TEXT TO READ ▸
►

= Measures of guilt and shame =

Measures of guilt and shame are used by mental health professionals to determine an individual's propensity towards the self-conscious feelings of guilt or shame.

Guilt and shame are both negative social and moral emotions as well as behavioral regulators, yet they differ in their perceived causes and motivations: external sources cause shame which affects ego and self-image, whereas guilt is self-originating and focuses on how others are impacted.

Measures of shame and guilt are useful for understanding individuals' reactions to embarrassing and regrettable situations in psychotherapy and psychopathology.
Some of the most commonly used measures are Harder's Personal Feelings Questionnaire-2 (PFQ-2), introduced in 1990, Self-Conscious Affect and Attribution Inventory (SCAAI), Test of Self-Conscious Affect (TOSCA), and the more recently introduced Guilt and Shame Proneness Scale (GASP).

◄

TASKS FOR THIS EXERCISE ▸
**A.** Answer from the text on measures of guilt and shame:
(i) Who uses these measures?
(ii) What does the text name as the cause of shame?
(iii) In what year was Harder's Personal Feelings Questionnaire-2 introduced?
**B.** Reproduce, word for word, everything in the text on measures of guilt and shame from "Measures of guilt and shame are" down to "psychotherapy and psychopathology.".
The material after this point comes from a separate source.

DATASET RECORDS ▸
►

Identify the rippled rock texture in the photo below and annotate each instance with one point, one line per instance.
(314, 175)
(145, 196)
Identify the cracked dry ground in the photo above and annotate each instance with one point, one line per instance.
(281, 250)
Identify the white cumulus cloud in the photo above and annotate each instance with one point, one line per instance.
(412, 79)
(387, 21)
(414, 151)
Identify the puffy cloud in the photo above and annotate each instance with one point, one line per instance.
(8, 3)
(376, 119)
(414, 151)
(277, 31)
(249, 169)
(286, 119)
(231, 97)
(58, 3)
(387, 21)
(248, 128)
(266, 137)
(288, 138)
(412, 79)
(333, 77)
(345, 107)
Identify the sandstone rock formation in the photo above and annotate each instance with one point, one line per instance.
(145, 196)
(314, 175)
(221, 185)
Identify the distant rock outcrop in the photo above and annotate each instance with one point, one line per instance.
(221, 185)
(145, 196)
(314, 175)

◄

WORKED SOLUTIONS ▸
**A.**
(i) Mental health professionals
(ii) External sources
(iii) 1990

**B.**
Measures of guilt and shame are used by mental health professionals to determine an individual's propensity towards the self-conscious feelings of guilt or shame.

Guilt and shame are both negative social and moral emotions as well as behavioral regulators, yet they differ in their perceived causes and motivations: external sources cause shame which affects ego and self-image, whereas guilt is self-originating and focuses on how others are impacted.

Measures of shame and guilt are useful for understanding individuals' reactions to embarrassing and regrettable situations in psychotherapy and psychopathology.